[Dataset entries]
= = = = =
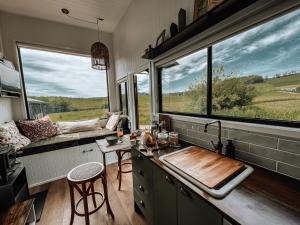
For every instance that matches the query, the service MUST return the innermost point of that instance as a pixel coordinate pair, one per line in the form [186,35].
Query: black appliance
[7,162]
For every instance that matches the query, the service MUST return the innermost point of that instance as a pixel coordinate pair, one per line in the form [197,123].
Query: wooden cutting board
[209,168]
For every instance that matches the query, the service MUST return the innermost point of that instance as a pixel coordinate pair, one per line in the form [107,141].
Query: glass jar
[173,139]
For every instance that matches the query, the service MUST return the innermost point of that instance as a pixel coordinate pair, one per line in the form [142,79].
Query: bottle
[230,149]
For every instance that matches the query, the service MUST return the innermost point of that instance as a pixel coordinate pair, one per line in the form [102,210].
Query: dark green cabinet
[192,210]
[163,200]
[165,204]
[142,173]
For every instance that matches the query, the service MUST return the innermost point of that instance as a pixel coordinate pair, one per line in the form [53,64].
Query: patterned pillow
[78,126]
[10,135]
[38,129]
= = = = =
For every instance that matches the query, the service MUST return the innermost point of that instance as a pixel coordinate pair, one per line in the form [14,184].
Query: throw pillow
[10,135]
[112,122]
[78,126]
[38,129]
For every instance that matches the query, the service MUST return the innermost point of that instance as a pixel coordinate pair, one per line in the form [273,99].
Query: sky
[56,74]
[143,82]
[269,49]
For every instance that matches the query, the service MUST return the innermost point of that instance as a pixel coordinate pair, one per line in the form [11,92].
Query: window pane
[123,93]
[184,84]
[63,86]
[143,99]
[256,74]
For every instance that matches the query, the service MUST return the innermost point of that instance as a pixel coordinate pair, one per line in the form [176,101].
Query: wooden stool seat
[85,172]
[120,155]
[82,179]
= = = = =
With the line that has "Query: black appliance" as the first and the line that has "the form [107,141]." as the last, repeat exactly that run of lines above and no more.

Query: black appliance
[7,162]
For every instance that matches the query, the service MUST return the innermost point of that instance as a pixel coordinate pair, one per line in the form [197,123].
Query: wooden cutting board
[209,168]
For every instance that matches the query, the service MUST return the innermost point of that instance as a pixel coordinate pair, one per line in the form [107,141].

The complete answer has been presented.